== Selected passage ==
Brain research has advanced tremendously in recent years, but deciphering the complex relationship between brain activity and human behavior remains a compelling scientific challenge. Penn, with its history of excellence in cognitive science and neuroscience, is taking on that challenge with MindCORE.
This new research center is the University’s hub dedicated to the integrative study of the mind, focusing on the manifestation of the brain’s functions: our thoughts, emotions, memories, and imagination. Its work has broad societal impact, from uncovering better methods of learning and teaching, to influencing public policy and helping people make healthier choices.
“A better understanding of how we make decisions can help us improve and even save lives,” says Sharon Thompson-Schill, founding director of the Center and Christopher H. Browne Distinguished Professor of Psychology. “For example, knowing that an ‘opt-in’ default option has a powerful influence on the number of people who choose to be organ donors can help increase the odds for the more than 120,000 Americans currently waiting for a donated organ.”
At a time when the demand for experts in human intelligence and behavior is growing across industries, and technology is advancing research at lightning speed, MindCORE is galvanizing Penn’s resources—providing shared facilities and equipment, and drawing on the work of scholars across campus. Nearly 100 faculty members from more than 20 academic disciplines are affiliated with the Center, with areas of expertise ranging from marketing and psychology to bioengineering, philosophy, linguistics, criminology, and more.
Research centers like MindCORE are crucial for addressing complex topics that require expertise across disciplines. Facilitating collaboration and scholarly exchange across the University is one of Penn’s distinguishing strengths, and our close proximity allows us to do it in a way that’s truly peerless.”Steven J. Fluharty, Dean, Penn Arts & Sciences
The CORE in MindCORE stands for Center for Outreach, Research, and Education. Among its many activities, the Center awards seed funding to faculty who are working to address important problems, filling the grant gap for non-medical research into the study of the brain. So far, grants have been used to support researchers who study everything from decision-making in hunter-gatherer societies to the use of technology in language science and cultural evolution. Researchers can also use the funds to hire postdoctoral fellows.
===
== Extracted entries ==
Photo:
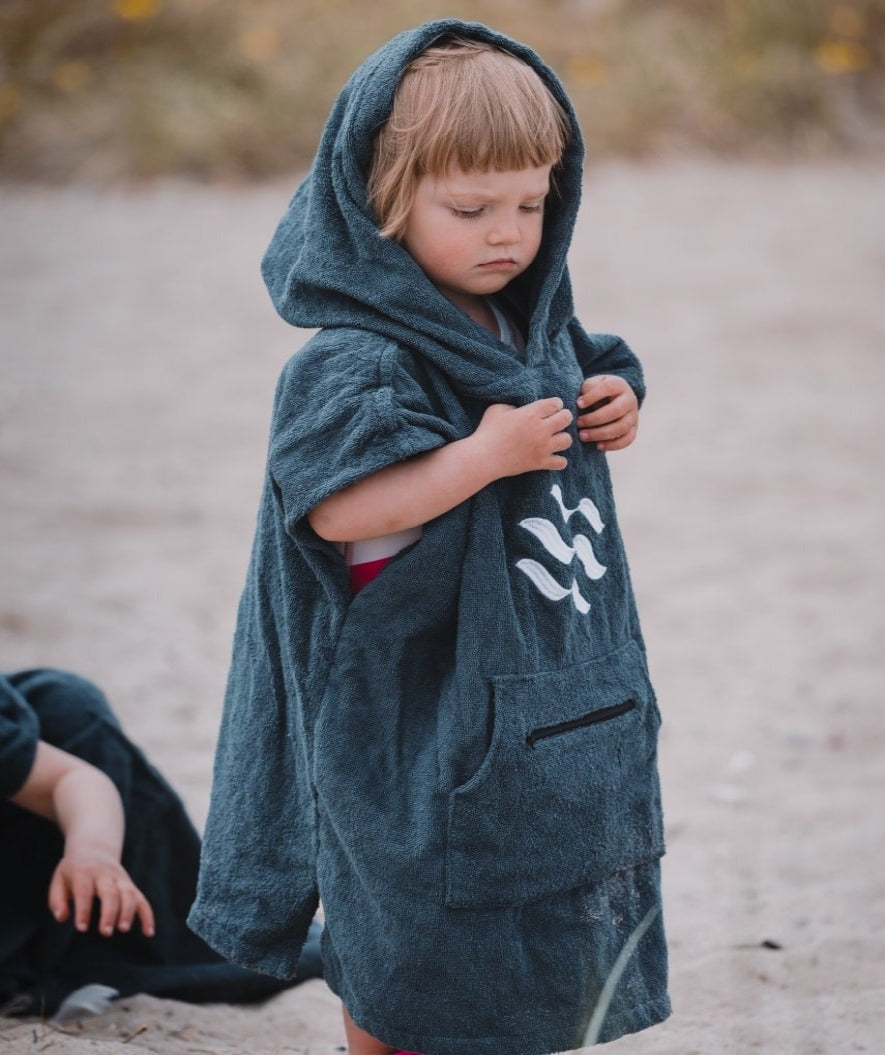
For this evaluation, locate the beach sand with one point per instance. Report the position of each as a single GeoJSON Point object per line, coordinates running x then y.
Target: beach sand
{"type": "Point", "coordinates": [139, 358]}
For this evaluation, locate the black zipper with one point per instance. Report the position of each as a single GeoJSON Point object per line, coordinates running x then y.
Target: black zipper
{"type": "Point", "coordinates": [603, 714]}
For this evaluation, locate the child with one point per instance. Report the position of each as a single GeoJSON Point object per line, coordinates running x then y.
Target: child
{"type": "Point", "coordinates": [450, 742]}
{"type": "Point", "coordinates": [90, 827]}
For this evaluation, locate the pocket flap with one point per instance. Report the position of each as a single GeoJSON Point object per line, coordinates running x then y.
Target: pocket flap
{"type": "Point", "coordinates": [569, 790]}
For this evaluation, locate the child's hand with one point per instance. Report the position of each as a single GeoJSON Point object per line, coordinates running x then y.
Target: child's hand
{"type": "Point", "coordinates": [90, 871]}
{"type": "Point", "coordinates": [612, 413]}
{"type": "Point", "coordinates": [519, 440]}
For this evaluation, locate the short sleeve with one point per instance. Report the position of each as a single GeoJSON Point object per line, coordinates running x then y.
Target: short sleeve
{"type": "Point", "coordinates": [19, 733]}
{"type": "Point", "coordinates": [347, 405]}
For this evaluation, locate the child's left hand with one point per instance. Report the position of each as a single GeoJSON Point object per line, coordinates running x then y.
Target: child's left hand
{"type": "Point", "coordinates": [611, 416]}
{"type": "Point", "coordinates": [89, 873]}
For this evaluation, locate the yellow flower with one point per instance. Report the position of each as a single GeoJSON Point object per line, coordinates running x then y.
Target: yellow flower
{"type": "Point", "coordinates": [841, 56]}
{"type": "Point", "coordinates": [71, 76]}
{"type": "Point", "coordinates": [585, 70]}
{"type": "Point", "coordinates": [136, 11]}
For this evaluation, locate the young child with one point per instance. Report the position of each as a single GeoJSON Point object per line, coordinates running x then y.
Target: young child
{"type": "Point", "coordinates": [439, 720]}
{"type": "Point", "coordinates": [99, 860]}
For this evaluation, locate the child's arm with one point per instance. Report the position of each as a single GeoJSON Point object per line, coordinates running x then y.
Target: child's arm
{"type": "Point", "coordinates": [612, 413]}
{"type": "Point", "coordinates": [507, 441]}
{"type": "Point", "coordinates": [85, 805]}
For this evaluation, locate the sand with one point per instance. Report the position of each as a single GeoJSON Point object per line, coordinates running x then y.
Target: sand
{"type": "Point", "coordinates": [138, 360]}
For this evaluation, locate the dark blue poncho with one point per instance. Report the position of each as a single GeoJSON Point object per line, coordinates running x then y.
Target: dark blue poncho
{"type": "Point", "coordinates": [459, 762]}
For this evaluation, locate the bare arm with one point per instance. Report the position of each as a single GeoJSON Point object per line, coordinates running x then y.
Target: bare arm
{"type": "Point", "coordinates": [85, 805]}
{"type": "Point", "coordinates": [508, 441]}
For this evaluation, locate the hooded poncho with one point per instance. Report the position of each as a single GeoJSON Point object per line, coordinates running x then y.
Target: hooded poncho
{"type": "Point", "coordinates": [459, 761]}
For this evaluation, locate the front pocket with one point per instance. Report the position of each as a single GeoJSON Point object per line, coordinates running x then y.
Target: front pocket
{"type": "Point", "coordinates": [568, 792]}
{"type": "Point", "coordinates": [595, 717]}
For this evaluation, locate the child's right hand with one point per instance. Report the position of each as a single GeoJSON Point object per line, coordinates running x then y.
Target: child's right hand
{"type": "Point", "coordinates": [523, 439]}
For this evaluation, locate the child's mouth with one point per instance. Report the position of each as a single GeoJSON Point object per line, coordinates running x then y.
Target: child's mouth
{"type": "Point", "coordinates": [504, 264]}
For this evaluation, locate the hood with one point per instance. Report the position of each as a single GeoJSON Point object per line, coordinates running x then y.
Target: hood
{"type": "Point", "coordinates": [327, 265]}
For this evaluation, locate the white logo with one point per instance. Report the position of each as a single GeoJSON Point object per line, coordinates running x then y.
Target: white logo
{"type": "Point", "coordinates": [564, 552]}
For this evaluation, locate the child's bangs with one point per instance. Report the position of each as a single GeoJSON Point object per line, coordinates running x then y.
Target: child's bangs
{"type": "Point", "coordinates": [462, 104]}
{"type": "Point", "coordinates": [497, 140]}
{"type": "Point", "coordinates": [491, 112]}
===
== Extracted entries ==
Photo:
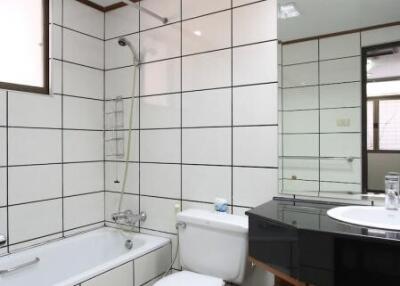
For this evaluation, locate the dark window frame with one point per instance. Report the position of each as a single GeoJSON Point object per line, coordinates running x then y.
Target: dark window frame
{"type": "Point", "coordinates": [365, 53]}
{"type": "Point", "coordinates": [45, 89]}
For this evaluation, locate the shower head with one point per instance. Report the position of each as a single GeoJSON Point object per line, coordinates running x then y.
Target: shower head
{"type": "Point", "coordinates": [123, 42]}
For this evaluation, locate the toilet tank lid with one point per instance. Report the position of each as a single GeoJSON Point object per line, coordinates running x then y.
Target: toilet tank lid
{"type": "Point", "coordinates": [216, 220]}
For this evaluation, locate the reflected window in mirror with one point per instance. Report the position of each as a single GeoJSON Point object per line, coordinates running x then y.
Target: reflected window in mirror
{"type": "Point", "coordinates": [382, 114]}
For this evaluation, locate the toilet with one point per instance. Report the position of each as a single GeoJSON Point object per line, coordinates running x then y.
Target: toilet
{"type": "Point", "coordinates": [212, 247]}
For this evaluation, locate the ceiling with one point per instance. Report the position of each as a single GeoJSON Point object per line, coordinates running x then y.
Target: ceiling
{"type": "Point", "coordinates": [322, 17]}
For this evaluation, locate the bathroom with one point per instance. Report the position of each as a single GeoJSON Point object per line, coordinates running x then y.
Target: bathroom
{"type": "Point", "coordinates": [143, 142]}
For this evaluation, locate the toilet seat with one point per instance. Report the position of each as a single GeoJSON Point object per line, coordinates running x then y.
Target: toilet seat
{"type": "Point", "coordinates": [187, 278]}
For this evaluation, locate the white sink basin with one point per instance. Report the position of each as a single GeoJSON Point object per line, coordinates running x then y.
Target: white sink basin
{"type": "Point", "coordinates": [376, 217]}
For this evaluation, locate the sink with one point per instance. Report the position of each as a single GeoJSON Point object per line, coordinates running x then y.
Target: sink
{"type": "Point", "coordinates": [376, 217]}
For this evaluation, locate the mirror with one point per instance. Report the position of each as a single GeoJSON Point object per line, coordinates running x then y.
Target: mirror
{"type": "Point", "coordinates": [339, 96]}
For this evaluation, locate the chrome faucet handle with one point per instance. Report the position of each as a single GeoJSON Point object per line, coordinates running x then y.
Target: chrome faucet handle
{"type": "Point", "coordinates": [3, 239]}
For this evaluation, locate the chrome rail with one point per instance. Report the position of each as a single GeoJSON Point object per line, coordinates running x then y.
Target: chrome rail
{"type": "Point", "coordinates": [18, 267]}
===
== Extracted entries ==
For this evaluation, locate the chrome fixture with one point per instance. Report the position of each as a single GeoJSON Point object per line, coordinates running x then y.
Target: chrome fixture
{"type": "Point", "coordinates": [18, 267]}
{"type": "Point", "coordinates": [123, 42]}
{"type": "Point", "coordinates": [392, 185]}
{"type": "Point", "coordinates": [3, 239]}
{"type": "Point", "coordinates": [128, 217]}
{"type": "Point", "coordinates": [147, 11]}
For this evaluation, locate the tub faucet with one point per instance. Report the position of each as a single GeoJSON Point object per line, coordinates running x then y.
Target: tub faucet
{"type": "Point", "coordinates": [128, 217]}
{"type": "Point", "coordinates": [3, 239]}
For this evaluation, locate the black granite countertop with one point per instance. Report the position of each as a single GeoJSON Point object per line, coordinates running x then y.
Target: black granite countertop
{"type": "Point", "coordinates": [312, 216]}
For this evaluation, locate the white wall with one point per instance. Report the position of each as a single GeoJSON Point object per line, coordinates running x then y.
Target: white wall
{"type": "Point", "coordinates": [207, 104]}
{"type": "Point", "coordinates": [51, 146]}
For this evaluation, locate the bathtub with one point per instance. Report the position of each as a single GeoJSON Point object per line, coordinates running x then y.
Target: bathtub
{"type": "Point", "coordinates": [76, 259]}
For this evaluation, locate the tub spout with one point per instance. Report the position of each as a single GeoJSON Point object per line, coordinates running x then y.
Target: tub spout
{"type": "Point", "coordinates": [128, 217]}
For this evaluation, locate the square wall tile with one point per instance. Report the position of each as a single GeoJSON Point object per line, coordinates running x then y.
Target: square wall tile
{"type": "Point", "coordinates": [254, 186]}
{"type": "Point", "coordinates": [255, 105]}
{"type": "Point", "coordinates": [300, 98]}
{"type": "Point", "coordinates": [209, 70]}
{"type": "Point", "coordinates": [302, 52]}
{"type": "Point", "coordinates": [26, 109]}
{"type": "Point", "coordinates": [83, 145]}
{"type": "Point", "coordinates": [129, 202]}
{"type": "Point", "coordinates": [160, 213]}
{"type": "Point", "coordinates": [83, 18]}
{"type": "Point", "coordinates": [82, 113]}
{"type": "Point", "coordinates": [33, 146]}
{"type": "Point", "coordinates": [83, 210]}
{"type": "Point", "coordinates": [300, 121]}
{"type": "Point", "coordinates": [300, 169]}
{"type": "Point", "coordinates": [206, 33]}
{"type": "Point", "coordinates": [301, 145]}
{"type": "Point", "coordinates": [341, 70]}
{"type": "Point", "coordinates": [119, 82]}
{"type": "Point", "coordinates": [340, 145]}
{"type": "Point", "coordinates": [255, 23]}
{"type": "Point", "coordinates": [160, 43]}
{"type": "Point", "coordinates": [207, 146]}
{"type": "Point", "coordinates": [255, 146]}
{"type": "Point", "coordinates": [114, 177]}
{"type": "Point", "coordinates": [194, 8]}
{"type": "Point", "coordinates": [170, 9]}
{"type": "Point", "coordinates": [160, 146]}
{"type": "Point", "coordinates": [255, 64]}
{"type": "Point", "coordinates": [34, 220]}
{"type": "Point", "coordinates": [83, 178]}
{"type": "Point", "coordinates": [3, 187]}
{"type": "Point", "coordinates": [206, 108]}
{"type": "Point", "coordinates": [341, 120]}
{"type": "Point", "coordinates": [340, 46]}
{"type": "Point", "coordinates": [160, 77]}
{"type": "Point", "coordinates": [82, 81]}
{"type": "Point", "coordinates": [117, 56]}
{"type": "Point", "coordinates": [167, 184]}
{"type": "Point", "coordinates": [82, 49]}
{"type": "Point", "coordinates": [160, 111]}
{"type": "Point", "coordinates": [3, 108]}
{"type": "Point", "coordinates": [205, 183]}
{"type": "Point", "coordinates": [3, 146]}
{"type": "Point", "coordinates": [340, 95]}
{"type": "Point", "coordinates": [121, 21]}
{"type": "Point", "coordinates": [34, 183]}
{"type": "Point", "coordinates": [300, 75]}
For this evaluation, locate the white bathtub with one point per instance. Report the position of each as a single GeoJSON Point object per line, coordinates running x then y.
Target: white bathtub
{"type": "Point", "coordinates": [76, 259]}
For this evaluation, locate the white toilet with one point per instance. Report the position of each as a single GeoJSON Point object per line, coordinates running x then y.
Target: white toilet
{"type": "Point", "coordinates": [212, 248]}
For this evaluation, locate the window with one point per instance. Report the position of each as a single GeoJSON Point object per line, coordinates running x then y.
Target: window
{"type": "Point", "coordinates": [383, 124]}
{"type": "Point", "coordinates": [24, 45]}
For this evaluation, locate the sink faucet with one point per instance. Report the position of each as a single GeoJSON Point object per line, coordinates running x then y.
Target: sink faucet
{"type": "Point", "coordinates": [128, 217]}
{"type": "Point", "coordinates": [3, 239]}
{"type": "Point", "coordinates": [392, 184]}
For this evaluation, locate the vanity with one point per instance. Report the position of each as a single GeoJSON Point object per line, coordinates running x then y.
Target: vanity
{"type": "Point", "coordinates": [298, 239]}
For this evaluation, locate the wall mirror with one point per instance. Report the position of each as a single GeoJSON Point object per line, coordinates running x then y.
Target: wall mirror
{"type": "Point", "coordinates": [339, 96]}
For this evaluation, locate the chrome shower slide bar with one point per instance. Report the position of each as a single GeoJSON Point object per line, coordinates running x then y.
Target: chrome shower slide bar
===
:: Brief ::
Can you carry on the passage about Penn's MindCORE center, picking up right after its last sentence? These rows have no connection to the passage about Penn's MindCORE center.

:: Exercise result ::
Central to the mission of MindCORE is training the next generation of scholars and scientists, particularly those who work at the intersection of traditional disciplines. The Center is home to the undergraduate major in cognitive science and supports other majors and graduate programs related to brains and behavior. Other educational efforts include hosting public lectures, and boot camps designed to build computational and laboratory skills.
Outreach is key to bringing the Center’s work into the community and diversifying the pipeline of people interested in conducting and participating in research. MindCORE’s “pop-up laboratory” is already underway in museums and other public spaces around Philadelphia, helping researchers find study participants from different backgrounds and generations while giving bystanders a glimpse into the scientific method.
In the future, the University hopes to build a dedicated brain imaging center that will give researchers easier access to magnetic resonance imaging (MRI) and the space they need to pursue interdisciplinary research.
“A brain imaging center is going to give us tremendous flexibility to study topics that aren’t funded through traditional means, like decision-making, problem-solving, and creativity,” says Joe Kable, Baird Term Professor of Psychology and Director of MindCORE.
Through The Power of Penn Campaign, the University hopes to establish an endowment for MindCORE, faculty and fellowship support, and funding for even more innovative projects and initiatives.